**REQUEST 1:** From the records, extract every line that contains the string "girl".

**READING TEXT:**
• • • • •

DEMOCRACY MAY NOT EXIST, BUT WE'LL MISS IT WHEN IT'S GONE
by Astra Taylor
Criticizing something—particularly on the internet—requires a lot more work than praising it. Throughout the first chapter of Democracy May Not Exist, But We’ll Miss it When it’s Gone, I began to fret as I considered how many notes I might need to take. In part because I came into the book already in agreement with the tacit thesis—“The problem with foreign oligarchs isn’t that they’re foreign, but that they’re oligarchs.” And in part because the twitter-blasted landscape I call my mind kept focusing in on vague banalities while filtering out their supporting context:
Mainstream liberal political figures downplay equality, preferring instead to speak in the language of diversity and inclusion, aiming to make the economic hierarchy less stratified by getting people of different races, ethnicities, genders, and sexual orientations into positions of power. Although they do not connect enterprise to the cause of freedom in the way of conservatives, they nonetheless exalt the private sector and the entrepreneurial spirit.

• • • • •

**TASK INPUTS:**
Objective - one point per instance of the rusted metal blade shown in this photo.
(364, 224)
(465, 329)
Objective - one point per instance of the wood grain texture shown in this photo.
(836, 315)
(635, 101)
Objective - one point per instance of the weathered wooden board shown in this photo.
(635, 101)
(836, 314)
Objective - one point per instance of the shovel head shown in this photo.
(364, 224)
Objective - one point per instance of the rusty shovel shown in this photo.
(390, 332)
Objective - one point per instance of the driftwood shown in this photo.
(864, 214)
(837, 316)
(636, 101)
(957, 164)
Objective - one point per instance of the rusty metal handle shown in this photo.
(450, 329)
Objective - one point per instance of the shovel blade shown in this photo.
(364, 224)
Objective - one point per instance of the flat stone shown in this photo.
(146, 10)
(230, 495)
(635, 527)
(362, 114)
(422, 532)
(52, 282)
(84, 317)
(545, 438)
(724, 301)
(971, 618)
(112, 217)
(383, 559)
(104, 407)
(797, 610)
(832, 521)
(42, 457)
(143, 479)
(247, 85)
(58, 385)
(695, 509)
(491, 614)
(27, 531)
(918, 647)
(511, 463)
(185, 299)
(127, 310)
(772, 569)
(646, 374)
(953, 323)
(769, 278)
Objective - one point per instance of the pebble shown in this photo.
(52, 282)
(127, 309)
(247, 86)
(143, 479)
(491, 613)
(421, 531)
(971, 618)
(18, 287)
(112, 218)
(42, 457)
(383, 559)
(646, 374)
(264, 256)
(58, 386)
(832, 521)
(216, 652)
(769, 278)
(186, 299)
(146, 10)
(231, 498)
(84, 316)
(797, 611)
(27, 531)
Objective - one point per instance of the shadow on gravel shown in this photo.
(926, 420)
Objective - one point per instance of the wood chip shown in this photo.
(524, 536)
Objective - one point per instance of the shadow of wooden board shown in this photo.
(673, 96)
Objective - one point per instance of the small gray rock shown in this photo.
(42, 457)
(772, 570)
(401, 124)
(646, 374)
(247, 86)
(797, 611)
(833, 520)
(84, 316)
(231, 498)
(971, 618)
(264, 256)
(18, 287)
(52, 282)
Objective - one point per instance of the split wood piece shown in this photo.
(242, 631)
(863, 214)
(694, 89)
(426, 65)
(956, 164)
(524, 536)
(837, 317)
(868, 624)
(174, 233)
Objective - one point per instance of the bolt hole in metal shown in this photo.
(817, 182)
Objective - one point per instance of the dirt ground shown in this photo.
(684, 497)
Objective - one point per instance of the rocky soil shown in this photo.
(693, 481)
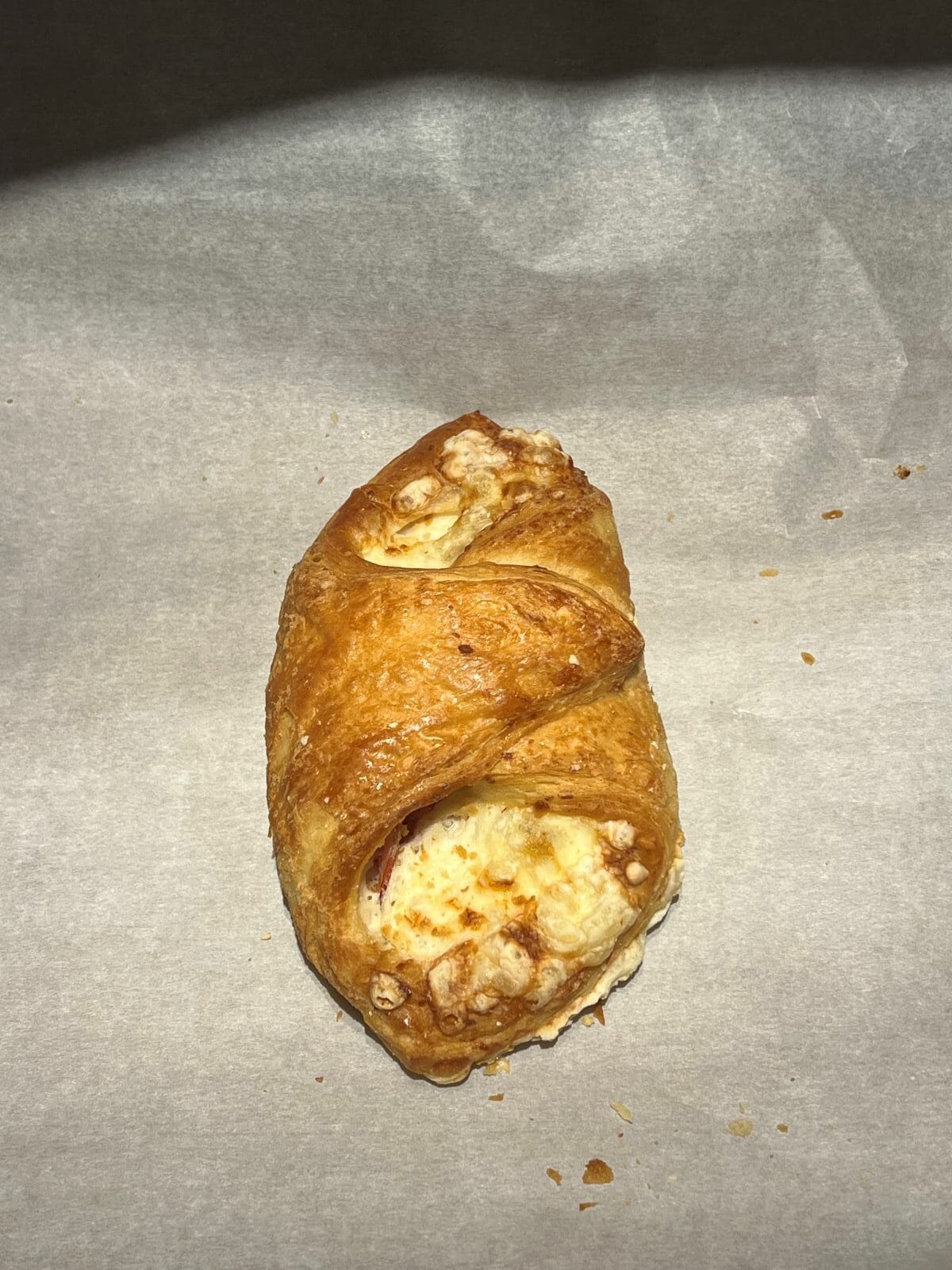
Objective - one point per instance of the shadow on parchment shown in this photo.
(79, 79)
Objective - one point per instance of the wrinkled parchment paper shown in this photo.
(731, 298)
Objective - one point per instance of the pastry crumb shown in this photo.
(597, 1172)
(497, 1066)
(740, 1128)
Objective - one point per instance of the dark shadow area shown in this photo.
(84, 79)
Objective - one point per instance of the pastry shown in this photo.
(473, 806)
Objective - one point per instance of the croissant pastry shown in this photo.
(471, 799)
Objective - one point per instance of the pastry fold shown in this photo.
(473, 806)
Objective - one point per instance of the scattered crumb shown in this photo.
(497, 1066)
(740, 1128)
(597, 1172)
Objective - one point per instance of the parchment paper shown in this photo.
(731, 300)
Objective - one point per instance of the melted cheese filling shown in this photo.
(436, 518)
(501, 902)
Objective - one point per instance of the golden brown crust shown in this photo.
(518, 666)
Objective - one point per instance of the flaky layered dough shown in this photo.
(459, 675)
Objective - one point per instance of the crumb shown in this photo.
(597, 1172)
(740, 1128)
(497, 1066)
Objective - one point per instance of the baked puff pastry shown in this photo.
(471, 799)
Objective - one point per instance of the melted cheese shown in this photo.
(526, 893)
(435, 520)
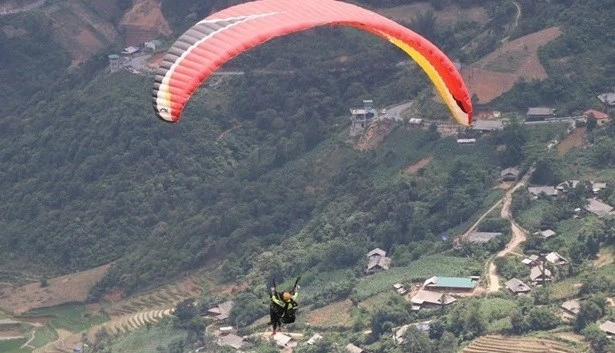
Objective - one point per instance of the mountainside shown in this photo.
(90, 177)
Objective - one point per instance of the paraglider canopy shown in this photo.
(221, 36)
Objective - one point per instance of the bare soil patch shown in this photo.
(497, 72)
(414, 168)
(69, 288)
(336, 314)
(574, 140)
(375, 134)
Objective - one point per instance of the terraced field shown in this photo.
(150, 307)
(503, 344)
(130, 314)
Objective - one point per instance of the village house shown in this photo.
(481, 237)
(546, 234)
(609, 328)
(231, 340)
(597, 186)
(451, 284)
(531, 260)
(283, 340)
(598, 207)
(415, 122)
(399, 332)
(399, 288)
(516, 286)
(571, 307)
(510, 174)
(600, 117)
(536, 275)
(556, 259)
(377, 261)
(315, 338)
(221, 311)
(466, 141)
(152, 45)
(539, 113)
(487, 125)
(608, 100)
(566, 185)
(538, 190)
(425, 299)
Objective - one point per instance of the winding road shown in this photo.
(519, 235)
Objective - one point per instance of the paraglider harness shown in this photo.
(283, 311)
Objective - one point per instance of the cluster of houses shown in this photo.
(594, 204)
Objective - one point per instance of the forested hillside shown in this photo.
(260, 162)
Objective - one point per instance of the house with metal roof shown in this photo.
(538, 190)
(510, 174)
(598, 207)
(608, 327)
(482, 237)
(451, 284)
(539, 113)
(430, 299)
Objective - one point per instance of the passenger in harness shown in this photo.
(283, 307)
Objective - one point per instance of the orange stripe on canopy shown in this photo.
(218, 38)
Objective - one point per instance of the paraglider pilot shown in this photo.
(283, 307)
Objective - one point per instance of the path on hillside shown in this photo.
(518, 234)
(517, 17)
(34, 5)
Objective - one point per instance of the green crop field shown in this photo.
(156, 339)
(429, 266)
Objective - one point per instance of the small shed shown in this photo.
(231, 340)
(530, 260)
(351, 348)
(540, 113)
(538, 190)
(598, 207)
(482, 237)
(536, 274)
(546, 234)
(571, 306)
(487, 125)
(568, 184)
(556, 259)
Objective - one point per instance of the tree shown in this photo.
(598, 339)
(542, 318)
(416, 341)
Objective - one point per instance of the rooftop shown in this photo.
(608, 327)
(488, 125)
(451, 282)
(429, 297)
(517, 286)
(598, 207)
(482, 237)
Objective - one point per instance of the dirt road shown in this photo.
(518, 234)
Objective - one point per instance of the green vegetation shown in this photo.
(259, 182)
(72, 317)
(13, 346)
(159, 338)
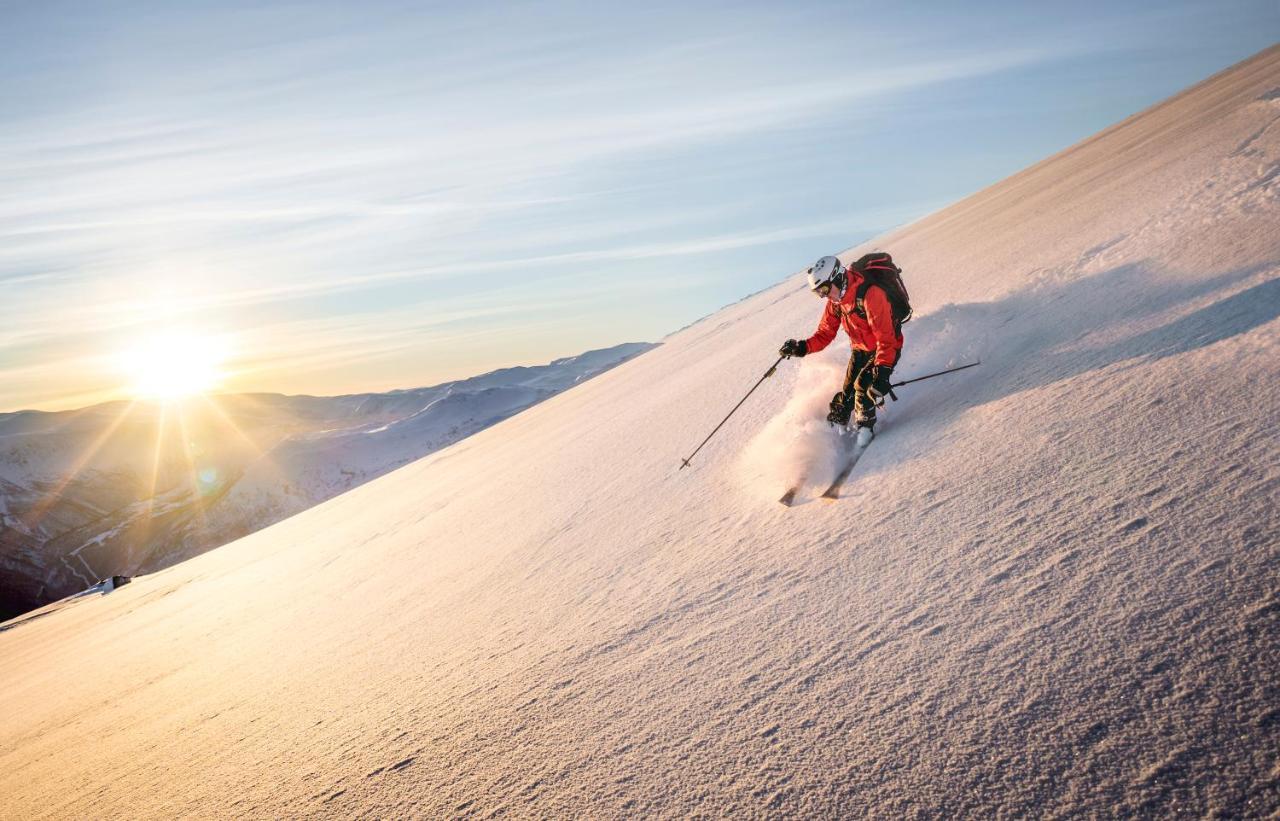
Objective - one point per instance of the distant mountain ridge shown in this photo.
(83, 493)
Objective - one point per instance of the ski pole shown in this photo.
(767, 374)
(941, 373)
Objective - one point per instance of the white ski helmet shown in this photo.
(827, 270)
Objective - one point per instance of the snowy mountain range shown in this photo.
(1048, 589)
(78, 501)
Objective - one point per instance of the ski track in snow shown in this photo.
(1051, 588)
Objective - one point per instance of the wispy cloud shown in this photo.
(342, 173)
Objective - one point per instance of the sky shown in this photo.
(343, 197)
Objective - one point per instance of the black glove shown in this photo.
(839, 413)
(877, 382)
(794, 347)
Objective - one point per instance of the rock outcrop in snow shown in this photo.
(1048, 591)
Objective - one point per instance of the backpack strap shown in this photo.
(860, 293)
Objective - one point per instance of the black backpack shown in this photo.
(878, 269)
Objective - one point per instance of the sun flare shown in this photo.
(173, 364)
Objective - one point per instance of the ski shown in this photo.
(832, 492)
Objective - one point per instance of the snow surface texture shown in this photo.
(1050, 589)
(78, 501)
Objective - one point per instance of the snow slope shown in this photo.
(1050, 589)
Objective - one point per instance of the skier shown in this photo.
(874, 334)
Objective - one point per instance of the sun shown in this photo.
(173, 364)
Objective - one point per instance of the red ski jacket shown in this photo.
(874, 333)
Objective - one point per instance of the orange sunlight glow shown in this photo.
(173, 364)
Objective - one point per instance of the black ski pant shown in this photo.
(860, 407)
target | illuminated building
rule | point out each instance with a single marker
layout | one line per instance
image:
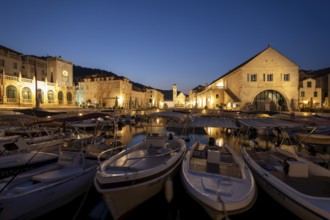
(23, 76)
(267, 81)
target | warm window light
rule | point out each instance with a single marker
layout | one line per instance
(120, 100)
(220, 84)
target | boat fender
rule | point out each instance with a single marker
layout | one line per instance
(168, 190)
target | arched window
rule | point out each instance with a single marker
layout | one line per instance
(27, 95)
(269, 100)
(60, 97)
(50, 96)
(41, 96)
(11, 92)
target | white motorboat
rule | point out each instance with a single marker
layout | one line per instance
(19, 156)
(295, 182)
(217, 177)
(33, 193)
(139, 172)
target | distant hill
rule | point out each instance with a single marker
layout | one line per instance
(81, 72)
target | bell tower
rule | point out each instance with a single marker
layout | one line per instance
(175, 92)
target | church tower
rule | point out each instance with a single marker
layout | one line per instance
(175, 92)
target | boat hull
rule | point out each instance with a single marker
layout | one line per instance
(121, 201)
(131, 177)
(301, 205)
(44, 197)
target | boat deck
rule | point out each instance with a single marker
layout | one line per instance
(226, 166)
(145, 157)
(312, 185)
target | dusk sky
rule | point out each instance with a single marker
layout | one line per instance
(161, 42)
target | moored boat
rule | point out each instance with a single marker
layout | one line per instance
(295, 182)
(139, 172)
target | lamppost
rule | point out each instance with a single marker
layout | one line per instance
(36, 82)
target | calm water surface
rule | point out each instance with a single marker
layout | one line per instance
(182, 206)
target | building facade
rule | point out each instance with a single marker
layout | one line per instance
(30, 81)
(115, 92)
(310, 96)
(267, 81)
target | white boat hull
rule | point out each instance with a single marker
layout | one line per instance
(237, 193)
(131, 177)
(302, 205)
(26, 201)
(122, 201)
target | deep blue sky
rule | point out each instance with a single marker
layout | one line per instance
(162, 42)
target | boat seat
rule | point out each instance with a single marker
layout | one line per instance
(28, 188)
(213, 161)
(57, 175)
(297, 169)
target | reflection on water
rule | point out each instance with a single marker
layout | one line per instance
(183, 207)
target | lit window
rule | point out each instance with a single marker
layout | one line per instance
(270, 77)
(286, 77)
(253, 77)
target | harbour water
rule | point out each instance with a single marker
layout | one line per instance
(90, 206)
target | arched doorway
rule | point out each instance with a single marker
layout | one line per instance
(27, 95)
(69, 97)
(50, 96)
(60, 97)
(11, 93)
(270, 100)
(40, 96)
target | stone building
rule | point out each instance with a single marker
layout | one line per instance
(310, 95)
(266, 81)
(30, 81)
(322, 81)
(105, 91)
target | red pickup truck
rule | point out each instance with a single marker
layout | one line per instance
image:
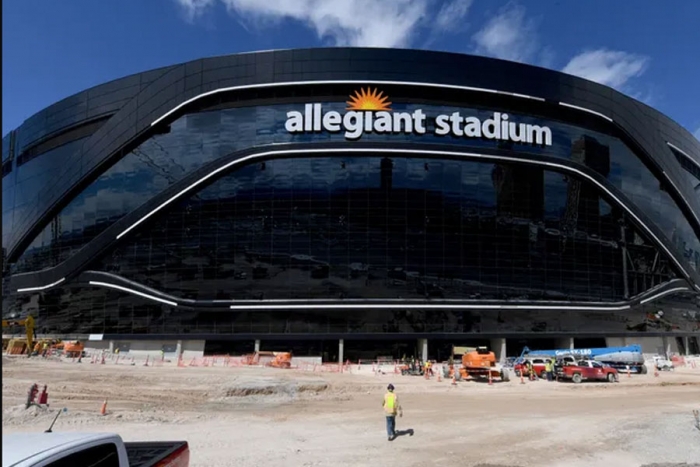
(586, 370)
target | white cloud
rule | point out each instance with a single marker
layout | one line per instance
(195, 8)
(609, 67)
(508, 35)
(451, 15)
(368, 23)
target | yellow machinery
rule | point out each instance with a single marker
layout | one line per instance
(14, 344)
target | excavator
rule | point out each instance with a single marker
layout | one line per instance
(19, 346)
(273, 359)
(477, 363)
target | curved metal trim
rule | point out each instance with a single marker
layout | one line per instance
(109, 236)
(341, 81)
(412, 151)
(403, 304)
(583, 109)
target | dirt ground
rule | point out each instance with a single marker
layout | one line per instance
(248, 416)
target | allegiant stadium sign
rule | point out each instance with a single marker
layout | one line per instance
(369, 112)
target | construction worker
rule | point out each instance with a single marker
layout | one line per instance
(391, 408)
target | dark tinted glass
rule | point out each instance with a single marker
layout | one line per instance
(87, 310)
(376, 227)
(196, 139)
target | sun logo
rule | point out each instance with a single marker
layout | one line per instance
(369, 99)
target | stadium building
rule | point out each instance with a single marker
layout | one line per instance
(352, 203)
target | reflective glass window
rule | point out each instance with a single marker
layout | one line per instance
(378, 228)
(196, 139)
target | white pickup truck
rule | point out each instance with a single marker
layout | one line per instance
(89, 449)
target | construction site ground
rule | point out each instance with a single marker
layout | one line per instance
(252, 416)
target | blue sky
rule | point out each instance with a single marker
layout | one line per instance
(647, 48)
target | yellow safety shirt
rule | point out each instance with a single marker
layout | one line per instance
(391, 403)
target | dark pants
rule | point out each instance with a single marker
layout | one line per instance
(391, 425)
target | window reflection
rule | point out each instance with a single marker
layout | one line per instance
(83, 310)
(196, 139)
(377, 228)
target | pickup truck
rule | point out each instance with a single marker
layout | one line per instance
(89, 449)
(538, 366)
(586, 370)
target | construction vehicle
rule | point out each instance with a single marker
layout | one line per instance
(71, 349)
(21, 345)
(412, 368)
(620, 358)
(477, 363)
(272, 359)
(587, 370)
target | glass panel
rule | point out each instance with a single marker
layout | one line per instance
(84, 310)
(196, 139)
(378, 228)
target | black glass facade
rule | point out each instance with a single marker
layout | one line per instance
(323, 226)
(199, 138)
(389, 228)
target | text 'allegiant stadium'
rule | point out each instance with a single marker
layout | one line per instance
(368, 112)
(355, 123)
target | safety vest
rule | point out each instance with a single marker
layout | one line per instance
(390, 403)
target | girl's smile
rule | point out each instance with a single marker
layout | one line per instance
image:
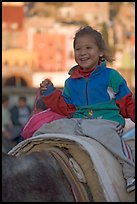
(86, 52)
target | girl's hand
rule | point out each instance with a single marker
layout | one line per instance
(44, 85)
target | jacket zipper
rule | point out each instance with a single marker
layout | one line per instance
(87, 90)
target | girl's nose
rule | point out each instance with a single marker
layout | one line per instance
(83, 52)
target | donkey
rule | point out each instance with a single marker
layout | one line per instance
(34, 177)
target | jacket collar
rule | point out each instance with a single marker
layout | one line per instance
(74, 71)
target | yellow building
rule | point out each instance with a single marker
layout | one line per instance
(18, 64)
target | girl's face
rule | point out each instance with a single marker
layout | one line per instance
(86, 52)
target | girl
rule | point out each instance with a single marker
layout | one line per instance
(94, 91)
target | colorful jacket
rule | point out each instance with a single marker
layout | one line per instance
(104, 94)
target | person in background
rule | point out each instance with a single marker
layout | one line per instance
(94, 92)
(20, 113)
(9, 131)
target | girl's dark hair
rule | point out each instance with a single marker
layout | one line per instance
(99, 41)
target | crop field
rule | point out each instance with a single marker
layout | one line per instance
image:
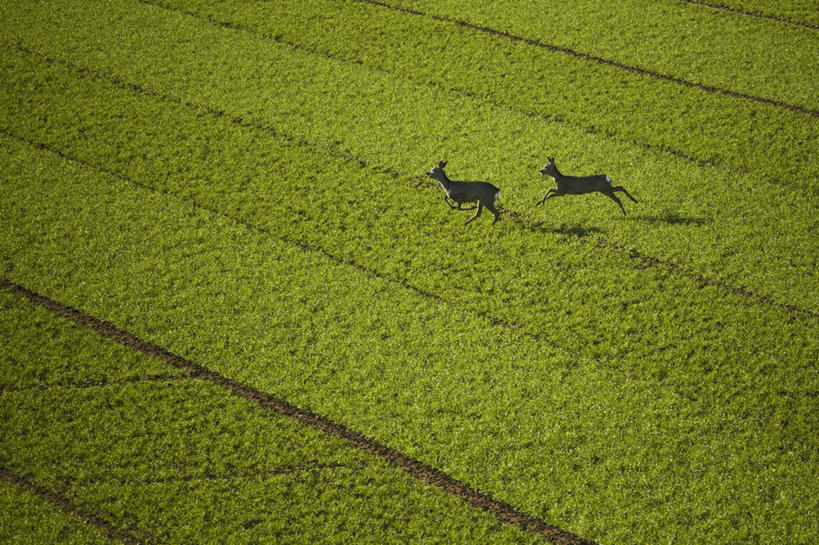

• • • • •

**REQUEST 2:** Recast the paragraph of the book review that begins "Mainstream liberal political figures" as a short bulleted list that keeps its main facts.

**EXERCISE SOLUTION 1:**
target | girl's smile
target | girl's hand
target | girl's nose
target | girl's face
target | girl
target | girl's dark hair

**EXERCISE SOLUTION 2:**
- Mainstream liberal political figures downplay equality.
- They prefer to speak in the language of diversity and inclusion.
- They aim to make the economic hierarchy less stratified by getting people of different races, ethnicities, genders, and sexual orientations into positions of power.
- Unlike conservatives, they do not connect enterprise to the cause of freedom.
- Still, they exalt the private sector and the entrepreneurial spirit.